**GIVEN EXERCISE**
Count how many of the lines below contain the string "corrugated", with case counting, and give only that number.

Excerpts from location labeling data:
┄┄┄┄┄┄┄┄┄┄

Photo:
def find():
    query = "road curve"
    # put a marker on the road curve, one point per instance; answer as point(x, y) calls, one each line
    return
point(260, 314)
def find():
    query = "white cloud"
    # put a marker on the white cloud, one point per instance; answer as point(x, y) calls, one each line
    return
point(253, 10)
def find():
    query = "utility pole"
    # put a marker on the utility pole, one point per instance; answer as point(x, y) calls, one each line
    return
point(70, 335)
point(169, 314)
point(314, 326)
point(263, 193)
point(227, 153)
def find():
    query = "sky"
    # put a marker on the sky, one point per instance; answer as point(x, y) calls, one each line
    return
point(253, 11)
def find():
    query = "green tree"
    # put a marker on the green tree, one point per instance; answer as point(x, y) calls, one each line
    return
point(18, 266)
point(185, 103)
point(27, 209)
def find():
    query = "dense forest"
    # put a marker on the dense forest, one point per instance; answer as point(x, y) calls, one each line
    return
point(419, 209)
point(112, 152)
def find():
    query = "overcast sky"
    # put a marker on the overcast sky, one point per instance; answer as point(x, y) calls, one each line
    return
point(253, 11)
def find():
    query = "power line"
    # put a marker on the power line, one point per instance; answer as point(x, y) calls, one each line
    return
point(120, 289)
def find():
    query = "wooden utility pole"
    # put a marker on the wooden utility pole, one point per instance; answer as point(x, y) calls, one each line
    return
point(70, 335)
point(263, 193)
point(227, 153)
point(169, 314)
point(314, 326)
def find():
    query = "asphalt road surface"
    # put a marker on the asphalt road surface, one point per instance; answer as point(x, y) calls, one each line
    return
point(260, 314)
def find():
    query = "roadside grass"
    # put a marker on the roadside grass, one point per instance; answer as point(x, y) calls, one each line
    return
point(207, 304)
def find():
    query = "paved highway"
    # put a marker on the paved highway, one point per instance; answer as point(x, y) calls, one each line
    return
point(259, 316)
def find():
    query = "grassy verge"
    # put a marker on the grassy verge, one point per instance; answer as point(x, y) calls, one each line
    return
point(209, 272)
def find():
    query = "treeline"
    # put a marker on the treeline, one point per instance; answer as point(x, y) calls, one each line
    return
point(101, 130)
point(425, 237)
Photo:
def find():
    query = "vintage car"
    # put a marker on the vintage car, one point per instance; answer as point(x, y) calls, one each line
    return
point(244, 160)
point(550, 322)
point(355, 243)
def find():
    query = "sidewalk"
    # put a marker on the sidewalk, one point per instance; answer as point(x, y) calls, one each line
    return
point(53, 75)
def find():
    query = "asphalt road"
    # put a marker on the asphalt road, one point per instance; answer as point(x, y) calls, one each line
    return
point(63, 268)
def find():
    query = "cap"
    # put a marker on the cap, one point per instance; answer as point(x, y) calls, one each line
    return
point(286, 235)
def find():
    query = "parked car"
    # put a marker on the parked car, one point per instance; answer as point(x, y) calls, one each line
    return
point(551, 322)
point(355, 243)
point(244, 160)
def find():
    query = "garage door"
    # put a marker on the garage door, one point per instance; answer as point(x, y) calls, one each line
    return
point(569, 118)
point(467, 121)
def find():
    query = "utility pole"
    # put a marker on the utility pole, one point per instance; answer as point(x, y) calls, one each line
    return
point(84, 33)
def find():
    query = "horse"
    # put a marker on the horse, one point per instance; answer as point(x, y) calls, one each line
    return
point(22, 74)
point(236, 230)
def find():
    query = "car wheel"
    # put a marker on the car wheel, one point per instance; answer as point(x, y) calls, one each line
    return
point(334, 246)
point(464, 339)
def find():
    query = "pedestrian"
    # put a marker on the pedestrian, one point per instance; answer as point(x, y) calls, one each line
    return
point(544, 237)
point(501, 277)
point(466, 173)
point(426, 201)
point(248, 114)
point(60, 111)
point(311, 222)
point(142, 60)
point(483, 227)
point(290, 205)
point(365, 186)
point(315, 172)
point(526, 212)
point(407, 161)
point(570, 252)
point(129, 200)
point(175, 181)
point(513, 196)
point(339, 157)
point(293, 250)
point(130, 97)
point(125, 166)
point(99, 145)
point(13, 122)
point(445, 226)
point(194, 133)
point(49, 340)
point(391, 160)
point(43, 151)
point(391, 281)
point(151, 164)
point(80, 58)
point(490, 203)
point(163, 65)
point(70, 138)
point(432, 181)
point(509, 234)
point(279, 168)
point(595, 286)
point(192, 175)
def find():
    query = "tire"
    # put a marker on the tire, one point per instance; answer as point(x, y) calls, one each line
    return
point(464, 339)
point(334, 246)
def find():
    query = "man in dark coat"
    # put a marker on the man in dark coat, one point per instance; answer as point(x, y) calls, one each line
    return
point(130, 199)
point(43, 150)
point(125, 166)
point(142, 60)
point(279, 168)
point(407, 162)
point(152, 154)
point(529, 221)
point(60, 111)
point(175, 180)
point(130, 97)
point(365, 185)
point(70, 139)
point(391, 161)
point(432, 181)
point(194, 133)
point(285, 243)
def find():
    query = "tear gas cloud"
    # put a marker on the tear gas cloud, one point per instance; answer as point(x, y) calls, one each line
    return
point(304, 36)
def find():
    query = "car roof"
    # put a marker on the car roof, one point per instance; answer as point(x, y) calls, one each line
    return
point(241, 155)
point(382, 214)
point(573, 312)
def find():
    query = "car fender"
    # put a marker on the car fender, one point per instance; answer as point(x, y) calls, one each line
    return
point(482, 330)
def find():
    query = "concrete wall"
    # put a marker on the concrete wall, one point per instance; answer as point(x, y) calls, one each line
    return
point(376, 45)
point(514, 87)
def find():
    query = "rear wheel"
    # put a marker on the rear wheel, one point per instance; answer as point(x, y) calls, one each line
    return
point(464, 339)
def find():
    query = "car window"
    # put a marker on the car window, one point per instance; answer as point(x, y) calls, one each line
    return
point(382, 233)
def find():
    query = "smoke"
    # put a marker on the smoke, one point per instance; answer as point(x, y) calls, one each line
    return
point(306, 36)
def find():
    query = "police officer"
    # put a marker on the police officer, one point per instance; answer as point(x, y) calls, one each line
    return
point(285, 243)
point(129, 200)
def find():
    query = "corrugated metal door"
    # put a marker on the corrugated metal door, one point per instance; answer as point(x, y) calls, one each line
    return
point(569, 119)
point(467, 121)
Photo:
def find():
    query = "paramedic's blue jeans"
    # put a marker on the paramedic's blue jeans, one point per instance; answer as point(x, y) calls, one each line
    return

┄┄┄┄┄┄┄┄┄┄

**EXPECTED ANSWER**
2